▶ _TEXT PASSAGE_
Residents may purchase and possess up to 1 ounce (30 grams) of marijuana at a time. Non-residents may have 15 grams. The law provides for cannabis purchases by adults 21 and older at approved dispensaries, which, after they're licensed and established, may start selling Jan. 1, 2020. Possession remains a crime until Jan. 1, a spokesman for Senate Democrats said.

"The war on cannabis has destroyed families, filled prisons with nonviolent offenders, and disproportionately disrupted black and brown communities," Pritzker said. "Law enforcement across the nation has spent billions of dollars to enforce the criminalization of cannabis, yet its consumption remains widespread."

On the campaign trail, Pritzker claimed that, once established, taxation of marijuana could generate $800 million to $1 billion a year. He said dispensary licensing would bring in $170 million in the coming year alone. But Cassidy and Steans have dampened that prediction, lowering estimates to $58 million in the first year and $500 million annually within five years.

Carrying the psychoactive ingredient THC, marijuana was effectively outlawed in the U.S. in 1937 and in the 1970s was declared a drug with no medicinal purpose and high potential for abuse.

Blacks have been most susceptible since then to "Just say 'No'''-era crackdowns. Pritzker quoted a 2010 statistic from the American Civil Liberties Union that while blacks comprise 15% of Illinois' population, they account for 60% of cannabis-possession arrests.

Peoria Democratic Rep. Jehan Gordon-Booth summarized marijuana's recent history as one where "white men would get rich and black men would get arrested." The plan addresses those concerns with the criminal-record scrubbing by giving preference to would-be marijuana vendors in areas of high poverty and records of large numbers of convictions. And 25% of tax proceeds must be reinvested in impoverished communities, while 20% is dedicated to substance-abuse treatment programs.

"What we are doing here is about reparations," Gordon-Booth said. "After 40 years of treating entire communities like criminals, here comes this multibillion-dollar industry, and guess what? Black and brown people have been put at the very center of this policy in a way that no other state has ever done."

Police organizations are wary, concerned about enforcing driving under the influence laws and arguing technology for testing marijuana impairment needs more development. Law enforcement organizations fearing black-market impacts were successful in killing an earlier provision that would have allowed anyone to grow up to five marijuana plants at home for personal use. Police said they'd have difficulty enforcing that, so the bill was amended to allow five plants to be maintained only by authorized patients under the state's medical marijuana law. They previously could not grow their own.

Ten other states and the District of Columbia have legalized smoking or eating marijuana for recreational use since 2012, when voters in Colorado and Washington state approved ballot initiatives. This year began with promising proposals in New York and New Jersey , but both fizzled late this spring. Despite a statewide listening tour on the issue by Pennsylvania's lieutenant governor last winter, the idea never took flight.

Vermont and Michigan last year were the latest states to legalize marijuana. Vermont did so through the Legislature — the first time it wasn't done through a ballot initiative — but while it allows residents to grow small amounts for themselves, it didn't establish a statewide distribution system like Illinois did, licensing dispensaries. Other states license dispensaries too, but not all.

Illinois' 55 medical-cannabis dispensaries get first crack at licenses to sell under the new law because they're proven business concerns, Cassidy said. They may apply to dispense recreational pot at their current stores and for a license for a second location, meaning the state could have 110 recreational pot outlets by the time sales start Jan. 1. In October, the application period for 75 more dispensaries opens. No more would be allowed to open after that until the state conducts a review of the rollout.

▶ _WHAT TO DO_
1) Please explain, in one to three sentences, why the article on Illinois marijuana legalization says the home-grow provision was changed to cover only medical marijuana patients.
2) Reproduce the part of the article on Illinois marijuana legalization that opens with the words containing "On the campaign" and closes with "of cannabis-possession arrests.".
These rows were drawn from a separate source.

[Stored data entries]
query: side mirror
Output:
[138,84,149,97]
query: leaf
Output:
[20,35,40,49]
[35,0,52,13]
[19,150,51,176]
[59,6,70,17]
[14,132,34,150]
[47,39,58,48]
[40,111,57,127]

▶ _NUMBERED ANSWERS_
1) Police said they would have difficulty enforcing an earlier provision that let anyone grow up to five marijuana plants at home for personal use, and law enforcement groups fearing black-market impacts succeeded in killing it. The bill was amended so that only authorized patients under the state's medical marijuana law may keep five plants.

2)
On the campaign trail, Pritzker claimed that, once established, taxation of marijuana could generate $800 million to $1 billion a year. He said dispensary licensing would bring in $170 million in the coming year alone. But Cassidy and Steans have dampened that prediction, lowering estimates to $58 million in the first year and $500 million annually within five years.

Carrying the psychoactive ingredient THC, marijuana was effectively outlawed in the U.S. in 1937 and in the 1970s was declared a drug with no medicinal purpose and high potential for abuse.

Blacks have been most susceptible since then to "Just say 'No'''-era crackdowns. Pritzker quoted a 2010 statistic from the American Civil Liberties Union that while blacks comprise 15% of Illinois' population, they account for 60% of cannabis-possession arrests.